- ABOUT THIS EXERCISE -
The lines below that include "patch" are to be found and copied.

- AVAILABLE DATA -
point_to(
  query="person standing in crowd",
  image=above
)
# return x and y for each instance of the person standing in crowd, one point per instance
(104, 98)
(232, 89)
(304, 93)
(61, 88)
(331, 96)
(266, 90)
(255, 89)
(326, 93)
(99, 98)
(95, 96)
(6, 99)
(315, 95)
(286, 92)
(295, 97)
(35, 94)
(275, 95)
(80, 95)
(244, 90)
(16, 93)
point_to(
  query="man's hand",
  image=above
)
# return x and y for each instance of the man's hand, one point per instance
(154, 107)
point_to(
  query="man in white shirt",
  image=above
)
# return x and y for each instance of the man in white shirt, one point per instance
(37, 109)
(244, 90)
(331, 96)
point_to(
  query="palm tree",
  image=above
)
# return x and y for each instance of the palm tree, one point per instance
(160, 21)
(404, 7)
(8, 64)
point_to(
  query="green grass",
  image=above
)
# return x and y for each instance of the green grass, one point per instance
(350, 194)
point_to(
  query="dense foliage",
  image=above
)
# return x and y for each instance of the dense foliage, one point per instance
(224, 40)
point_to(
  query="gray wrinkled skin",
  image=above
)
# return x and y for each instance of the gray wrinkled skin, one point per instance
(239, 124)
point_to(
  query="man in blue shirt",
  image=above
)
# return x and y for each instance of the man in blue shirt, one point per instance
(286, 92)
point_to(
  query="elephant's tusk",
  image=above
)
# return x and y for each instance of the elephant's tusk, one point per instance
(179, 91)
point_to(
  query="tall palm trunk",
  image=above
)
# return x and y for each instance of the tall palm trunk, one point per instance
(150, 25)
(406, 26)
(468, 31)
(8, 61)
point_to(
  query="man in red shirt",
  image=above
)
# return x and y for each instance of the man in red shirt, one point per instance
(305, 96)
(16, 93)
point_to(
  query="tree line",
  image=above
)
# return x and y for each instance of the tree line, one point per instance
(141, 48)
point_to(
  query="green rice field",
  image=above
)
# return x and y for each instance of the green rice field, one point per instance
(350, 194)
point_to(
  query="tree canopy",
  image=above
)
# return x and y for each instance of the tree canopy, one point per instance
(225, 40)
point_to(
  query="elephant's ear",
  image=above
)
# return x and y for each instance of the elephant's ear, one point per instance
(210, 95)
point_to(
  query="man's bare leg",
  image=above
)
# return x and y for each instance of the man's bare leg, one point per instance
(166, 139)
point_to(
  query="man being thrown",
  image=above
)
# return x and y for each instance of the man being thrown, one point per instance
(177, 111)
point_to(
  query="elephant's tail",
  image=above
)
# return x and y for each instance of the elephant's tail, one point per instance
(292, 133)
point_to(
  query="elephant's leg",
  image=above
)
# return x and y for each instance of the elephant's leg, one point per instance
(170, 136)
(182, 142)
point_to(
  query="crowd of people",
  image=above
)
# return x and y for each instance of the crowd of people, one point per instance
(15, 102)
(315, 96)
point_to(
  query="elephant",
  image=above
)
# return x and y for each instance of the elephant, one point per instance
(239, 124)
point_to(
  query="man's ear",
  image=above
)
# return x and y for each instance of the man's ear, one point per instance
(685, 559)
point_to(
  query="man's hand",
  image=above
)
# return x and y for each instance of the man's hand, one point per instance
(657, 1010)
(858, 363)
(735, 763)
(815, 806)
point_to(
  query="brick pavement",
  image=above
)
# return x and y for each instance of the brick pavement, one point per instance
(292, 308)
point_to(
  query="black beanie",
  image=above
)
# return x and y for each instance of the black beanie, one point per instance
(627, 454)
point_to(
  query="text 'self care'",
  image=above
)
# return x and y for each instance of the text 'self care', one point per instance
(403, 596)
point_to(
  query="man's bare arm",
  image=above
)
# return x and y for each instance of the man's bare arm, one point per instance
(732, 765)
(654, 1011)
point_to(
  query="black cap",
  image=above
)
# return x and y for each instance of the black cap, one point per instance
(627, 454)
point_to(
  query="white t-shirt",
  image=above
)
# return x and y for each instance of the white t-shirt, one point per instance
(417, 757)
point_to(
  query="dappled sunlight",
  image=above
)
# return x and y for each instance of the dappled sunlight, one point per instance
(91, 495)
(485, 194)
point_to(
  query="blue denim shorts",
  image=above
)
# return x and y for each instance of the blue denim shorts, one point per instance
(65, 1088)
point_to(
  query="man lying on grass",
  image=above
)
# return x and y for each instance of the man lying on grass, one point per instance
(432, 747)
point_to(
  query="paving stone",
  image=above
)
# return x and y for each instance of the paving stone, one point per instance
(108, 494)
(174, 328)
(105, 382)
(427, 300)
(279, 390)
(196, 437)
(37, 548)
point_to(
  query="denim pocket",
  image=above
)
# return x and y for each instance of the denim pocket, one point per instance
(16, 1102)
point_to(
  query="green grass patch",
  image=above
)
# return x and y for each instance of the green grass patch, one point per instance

- TASK ANSWER -
  query="green grass patch",
# return x and y for each instance of the green grass patch, one point per instance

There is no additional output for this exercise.